# [PROVIDED RECORDS]
** START **

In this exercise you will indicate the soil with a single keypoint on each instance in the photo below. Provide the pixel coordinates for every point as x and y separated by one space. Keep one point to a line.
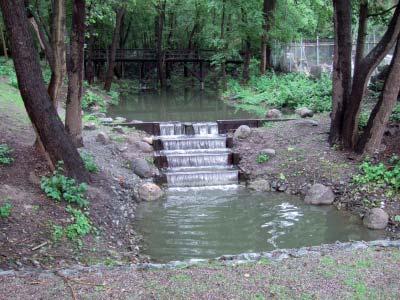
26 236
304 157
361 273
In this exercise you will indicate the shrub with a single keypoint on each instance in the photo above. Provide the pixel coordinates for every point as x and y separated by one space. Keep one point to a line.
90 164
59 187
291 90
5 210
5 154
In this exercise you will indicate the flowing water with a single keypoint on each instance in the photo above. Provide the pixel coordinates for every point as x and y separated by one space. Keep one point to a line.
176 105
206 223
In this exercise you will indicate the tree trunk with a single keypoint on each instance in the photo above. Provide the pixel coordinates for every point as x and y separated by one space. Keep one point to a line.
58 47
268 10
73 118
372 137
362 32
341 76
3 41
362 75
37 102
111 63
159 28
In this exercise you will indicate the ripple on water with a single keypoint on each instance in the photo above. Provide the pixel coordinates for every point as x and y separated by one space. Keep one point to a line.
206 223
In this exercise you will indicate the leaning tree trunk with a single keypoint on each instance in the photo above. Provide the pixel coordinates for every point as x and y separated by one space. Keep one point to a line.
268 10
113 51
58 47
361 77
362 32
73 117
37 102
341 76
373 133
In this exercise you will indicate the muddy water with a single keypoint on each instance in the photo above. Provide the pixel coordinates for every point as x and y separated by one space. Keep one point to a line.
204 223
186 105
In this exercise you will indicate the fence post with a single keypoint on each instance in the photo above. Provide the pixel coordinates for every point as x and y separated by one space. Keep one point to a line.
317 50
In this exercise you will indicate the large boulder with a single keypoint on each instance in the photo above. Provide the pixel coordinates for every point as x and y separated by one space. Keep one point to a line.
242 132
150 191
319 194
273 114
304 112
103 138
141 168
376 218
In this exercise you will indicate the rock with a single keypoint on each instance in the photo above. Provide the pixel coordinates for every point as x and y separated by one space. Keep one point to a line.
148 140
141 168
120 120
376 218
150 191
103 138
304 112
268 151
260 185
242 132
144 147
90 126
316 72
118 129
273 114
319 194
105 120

** END **
** START **

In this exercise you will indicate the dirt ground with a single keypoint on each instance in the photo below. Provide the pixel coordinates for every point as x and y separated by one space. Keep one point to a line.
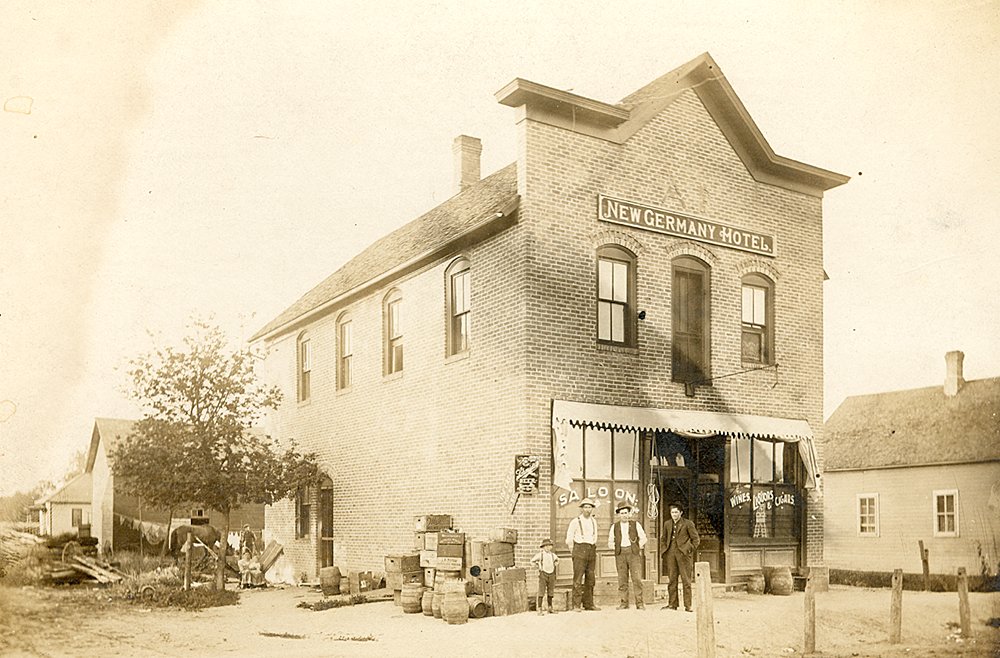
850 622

** END **
** START **

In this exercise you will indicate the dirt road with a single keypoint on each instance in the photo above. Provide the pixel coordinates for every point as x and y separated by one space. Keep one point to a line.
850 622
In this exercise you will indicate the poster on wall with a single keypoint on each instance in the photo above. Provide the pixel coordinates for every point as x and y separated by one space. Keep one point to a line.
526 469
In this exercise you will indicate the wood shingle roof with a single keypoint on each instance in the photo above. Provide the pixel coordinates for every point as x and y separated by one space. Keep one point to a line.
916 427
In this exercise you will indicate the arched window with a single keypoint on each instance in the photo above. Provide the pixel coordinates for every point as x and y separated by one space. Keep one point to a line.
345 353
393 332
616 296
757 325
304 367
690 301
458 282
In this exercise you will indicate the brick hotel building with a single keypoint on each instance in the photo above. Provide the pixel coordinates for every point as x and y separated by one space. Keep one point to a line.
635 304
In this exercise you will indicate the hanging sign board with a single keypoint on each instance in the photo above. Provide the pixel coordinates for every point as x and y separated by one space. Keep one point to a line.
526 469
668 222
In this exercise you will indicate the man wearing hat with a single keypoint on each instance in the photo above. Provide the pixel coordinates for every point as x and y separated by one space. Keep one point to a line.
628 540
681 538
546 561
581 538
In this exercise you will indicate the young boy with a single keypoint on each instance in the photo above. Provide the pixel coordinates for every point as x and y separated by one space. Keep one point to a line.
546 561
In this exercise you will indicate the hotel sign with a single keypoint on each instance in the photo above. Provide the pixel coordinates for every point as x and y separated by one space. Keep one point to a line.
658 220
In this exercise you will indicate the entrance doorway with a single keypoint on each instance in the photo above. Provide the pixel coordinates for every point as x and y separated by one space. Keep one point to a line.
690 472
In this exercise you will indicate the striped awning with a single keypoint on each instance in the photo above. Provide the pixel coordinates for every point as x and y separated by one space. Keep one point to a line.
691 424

** END **

# [STATED EXERCISE]
Pull out every line of the entries above that contains the word "shrub", copying each one in full. A match counts only if its case agrees.

# [TASK OUTPUT]
In this exercise you will indicate the shrub with a single keypoint on each instance in the photo above. Provide the pixel coordinates for every point as x and y separated by one space. Keep one point to a line.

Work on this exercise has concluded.